本文主要是介绍C语言实现OPT、FIFO及LRU等页面置换算法,对大家解决编程问题具有一定的参考价值,需要的程序猿们随着小编来一起学习吧!

假设有10个页面,n个页框。页面的访问顺序为0, 9, 8, 4, 4, 3, 6, 5, 1, 5, 0, 2, 1, 1, 1, 1, 8, 8, 5,

3, 9, 8, 9, 9, 6, 1, 8, 4, 6, 4, 3, 7, 1, 3, 2, 9, 8, 6, 2, 9, 2, 7, 2, 7, 8, 4, 2, 3, 0, 1, 9, 4,

7, 1, 5, 9, 1, 7, 3, 4, 3, 7, 1, 0, 3, 5, 9, 9, 4, 9, 6, 1, 7, 5, 9, 4, 9, 7, 3, 6, 7, 7, 4, 5, 3, 5, 3, 1, 5, 6, 1, 1, 9, 6, 6, 4, 0, 9, 4, 3。

当n在[1,10]中取值时,请编写程序实现OPT、LRU、FIFO页面置换算法,并根据页面访问顺序模拟执行,分别计算缺页数量。

1.1思路:

  • FIFO:采用队列存储,队列最大容量可变,设为n.

访问->未找到(缺页数++)->尝试将缺页加入队列->容量够则加入队尾,否则出队首元素,并将新元素加入队尾(即顺序前移).

  • LRU:链表法实现,链表最大长度为n

访问:1.未找到(缺页数++)->尝试将缺页加入链表->容量够则加入链表头,否则淘汰链表尾,并加入链表头部

2.找到->将对应链表节点提到头节点.

» 输入材料
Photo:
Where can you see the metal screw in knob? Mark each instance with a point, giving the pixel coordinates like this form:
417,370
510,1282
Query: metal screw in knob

» 练习任务
- 1) 根据页面正文,用FIFO访问页面时,在什么情况下队首元素会出队?
- 2) 请把上面的全部条目逐行原样抄写一遍。
正文和条目是互不相关的两份材料。

» 参考答案
- 1) 访问的页面未找到(缺页数加一)、尝试把它加入队列,而队列容量不够时,队首元素会出队,新页面随后加入队尾。

- 2)
Photo:
Where can you see the metal screw in knob? Mark each instance with a point, giving the pixel coordinates like this form:
417,370
510,1282
Query: metal screw in knob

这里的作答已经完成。